Record set

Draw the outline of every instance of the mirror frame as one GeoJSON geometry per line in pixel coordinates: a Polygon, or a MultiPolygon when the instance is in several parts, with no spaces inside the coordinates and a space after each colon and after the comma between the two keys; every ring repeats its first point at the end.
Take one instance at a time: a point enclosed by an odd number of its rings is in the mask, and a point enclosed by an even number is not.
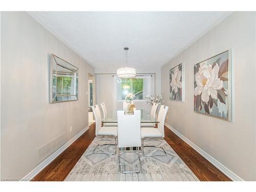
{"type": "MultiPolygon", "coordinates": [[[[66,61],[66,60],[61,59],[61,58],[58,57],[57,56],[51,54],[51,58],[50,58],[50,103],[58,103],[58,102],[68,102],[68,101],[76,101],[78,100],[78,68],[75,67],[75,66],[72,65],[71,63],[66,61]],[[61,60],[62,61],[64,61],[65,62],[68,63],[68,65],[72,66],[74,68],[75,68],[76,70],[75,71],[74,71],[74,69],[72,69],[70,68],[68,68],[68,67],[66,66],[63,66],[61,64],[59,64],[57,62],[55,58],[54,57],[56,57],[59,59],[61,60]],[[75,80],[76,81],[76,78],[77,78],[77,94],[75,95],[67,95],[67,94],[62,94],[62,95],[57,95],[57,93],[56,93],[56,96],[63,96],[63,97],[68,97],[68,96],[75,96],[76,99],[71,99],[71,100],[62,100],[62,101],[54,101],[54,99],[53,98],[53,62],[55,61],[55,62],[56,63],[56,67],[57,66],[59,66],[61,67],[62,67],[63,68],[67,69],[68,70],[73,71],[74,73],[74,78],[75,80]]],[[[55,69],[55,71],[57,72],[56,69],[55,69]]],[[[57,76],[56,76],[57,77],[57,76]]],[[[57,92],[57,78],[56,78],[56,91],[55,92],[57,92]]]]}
==
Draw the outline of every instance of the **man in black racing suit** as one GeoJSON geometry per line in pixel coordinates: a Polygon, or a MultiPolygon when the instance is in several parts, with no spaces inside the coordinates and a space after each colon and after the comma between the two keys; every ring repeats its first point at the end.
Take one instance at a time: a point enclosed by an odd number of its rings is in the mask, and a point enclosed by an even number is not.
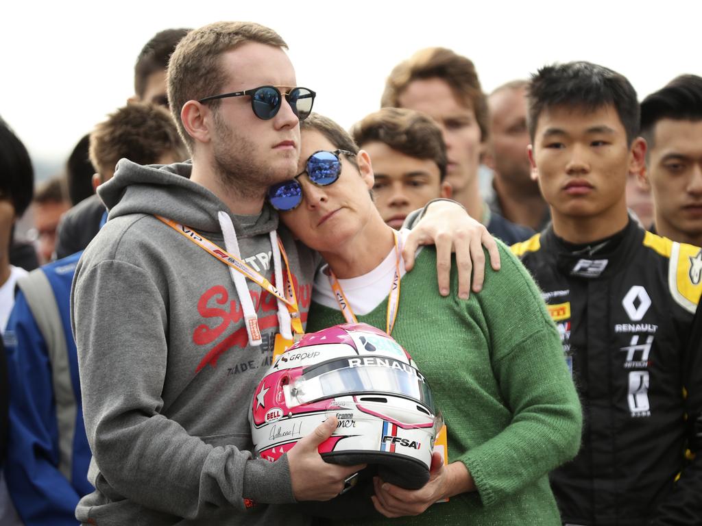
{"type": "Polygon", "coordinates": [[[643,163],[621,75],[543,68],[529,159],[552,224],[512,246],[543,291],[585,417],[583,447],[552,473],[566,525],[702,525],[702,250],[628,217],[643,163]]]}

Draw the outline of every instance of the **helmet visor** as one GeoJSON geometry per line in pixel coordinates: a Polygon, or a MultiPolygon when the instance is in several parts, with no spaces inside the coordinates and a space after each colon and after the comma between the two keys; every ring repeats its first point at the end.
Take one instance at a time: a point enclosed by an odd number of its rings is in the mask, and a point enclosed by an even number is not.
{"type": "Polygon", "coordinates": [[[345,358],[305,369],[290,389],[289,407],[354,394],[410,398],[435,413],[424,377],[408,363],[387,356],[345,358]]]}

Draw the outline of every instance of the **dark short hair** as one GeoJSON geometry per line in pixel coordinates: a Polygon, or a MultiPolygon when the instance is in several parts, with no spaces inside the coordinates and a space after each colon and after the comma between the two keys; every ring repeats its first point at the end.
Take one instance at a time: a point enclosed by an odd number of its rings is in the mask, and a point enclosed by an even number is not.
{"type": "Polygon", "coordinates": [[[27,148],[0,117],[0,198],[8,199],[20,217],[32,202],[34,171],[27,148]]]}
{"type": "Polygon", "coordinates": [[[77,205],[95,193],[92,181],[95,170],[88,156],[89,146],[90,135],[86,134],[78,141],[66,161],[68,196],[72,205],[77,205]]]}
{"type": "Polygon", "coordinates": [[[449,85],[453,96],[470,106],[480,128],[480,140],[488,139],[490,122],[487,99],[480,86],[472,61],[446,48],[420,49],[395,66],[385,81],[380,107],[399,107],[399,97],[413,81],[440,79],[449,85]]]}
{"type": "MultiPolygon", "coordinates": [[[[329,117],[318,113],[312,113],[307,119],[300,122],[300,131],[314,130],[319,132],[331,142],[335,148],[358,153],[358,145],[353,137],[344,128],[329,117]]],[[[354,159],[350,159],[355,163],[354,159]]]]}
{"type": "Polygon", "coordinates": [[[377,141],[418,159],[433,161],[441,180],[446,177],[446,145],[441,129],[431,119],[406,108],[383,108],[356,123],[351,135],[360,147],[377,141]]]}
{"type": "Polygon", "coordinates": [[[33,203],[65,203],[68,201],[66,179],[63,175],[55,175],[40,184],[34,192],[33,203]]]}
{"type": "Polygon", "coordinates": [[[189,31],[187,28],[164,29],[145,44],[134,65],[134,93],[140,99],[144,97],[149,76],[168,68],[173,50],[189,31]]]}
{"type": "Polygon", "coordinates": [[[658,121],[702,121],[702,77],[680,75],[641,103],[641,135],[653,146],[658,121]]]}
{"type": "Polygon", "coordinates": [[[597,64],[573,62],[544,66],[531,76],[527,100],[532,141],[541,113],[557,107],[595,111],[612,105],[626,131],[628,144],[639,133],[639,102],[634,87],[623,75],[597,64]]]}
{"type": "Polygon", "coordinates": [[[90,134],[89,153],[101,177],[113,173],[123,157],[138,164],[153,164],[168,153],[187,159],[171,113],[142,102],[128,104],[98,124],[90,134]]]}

What you will do
List every line in the rows above that contains the string "with", treating uppercase and lowercase as different.

Output for this exercise
Draw the outline of every instance of the mirror frame as one GeoJSON geometry per line in pixel coordinates: a Polygon, or a MultiPolygon when the instance is in several parts, with no spaces inside the coordinates and a space after each colon and after the comma between the two keys; every ring repeats its first point at the end.
Draw the outline of every instance of the **man in black racing suit** as one GeoJSON geometry per line in pixel coordinates: a Polygon, or a MultiPolygon when the instance is in several parts, with no spaces inside the coordinates and a space after each colon and after the comma between the two keys; every ring repeats its first point at the end.
Draw the outline of every instance of the **helmet visor** as one GeoJSON geometry per line in pixel coordinates: a Polygon, or a MultiPolygon when the instance is in several parts, with no spaces inside the coordinates and a space after each colon and after the comma between the two keys; every ring repeats its first point at the end.
Draw the outline of every instance of the **dark short hair** as one GeoJSON geometry per line in pixel coordinates: a Polygon, or a MultiPolygon when the instance is in several parts, with no spaces inside the coordinates and a space after each colon and after the comma between the two keys; every ring repeats its first point at the end.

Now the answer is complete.